**Required work**
In the post on the role of government, why does the writer say a gift from the government can be seen as a neighbor giving you a helping hand? Answer in one to three sentences.

Cross-posted from RestoreReason.com.
Recently, I saw a bumper sticker that said, “When the government gives you something, they take something away from someone else.” “Wow”, I thought. “What a cynical way to look at the common good.” Why not view it as “when the government gives you something, it is really your neighbor giving you a helping hand”? The government is after all, nothing more or less than all of us.
And yet, the GOP has managed to convince many Americans that as Ronald Reagan said, “government is not the solution of our problem; government is the problem” and Grover Nordquist said, he wanted to “shrink it down to the size where we can drown it in the bathtub.”
There are however, a multitude of functions that can only be effectively and fairly provided by government. There are many examples of this such as national defense and public education, but basically, I think the primary role of government is to provide for life, liberty and the pursuit of happiness. William Weld, a former Republican governor of Massachusetts, wrote that,
“Liberals often don’t see the problems, and conservatives don’t see the promise, of government.”
I certainly can’t speak for all liberals, (which literally, is not a four letter word oh by the way), but I think I’m fairly clear-eyed about some of the problems of government. But…I haven’t found many Conservatives who will admit to the essential good that government can provide. Yes, government is not perfect. It tends to be bureaucratic and inefficient. But…if we the people, do our one main job (voting) correctly, we elect those who will make it the best it can be.
Weld’s circa 2000 article talks about the role of government to act as a check on corporate greed that doesn’t serve the greater good, to protect the environment, and to as Lincoln said, “appeal to the better angels of our nature.” Weld noted that, “Oliver Wendell Holmes once said that the desire to exclude other people from your circle and surround yourself with people just like yourself is a perfectly natural human phenomenon.”

**Recorded information**
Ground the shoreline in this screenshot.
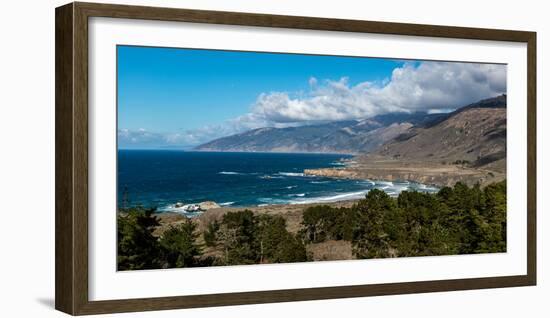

**Final answer**
The writer says the government is nothing more or less than all of us. So help from the government is really help from your fellow citizens, not something taken away from someone else.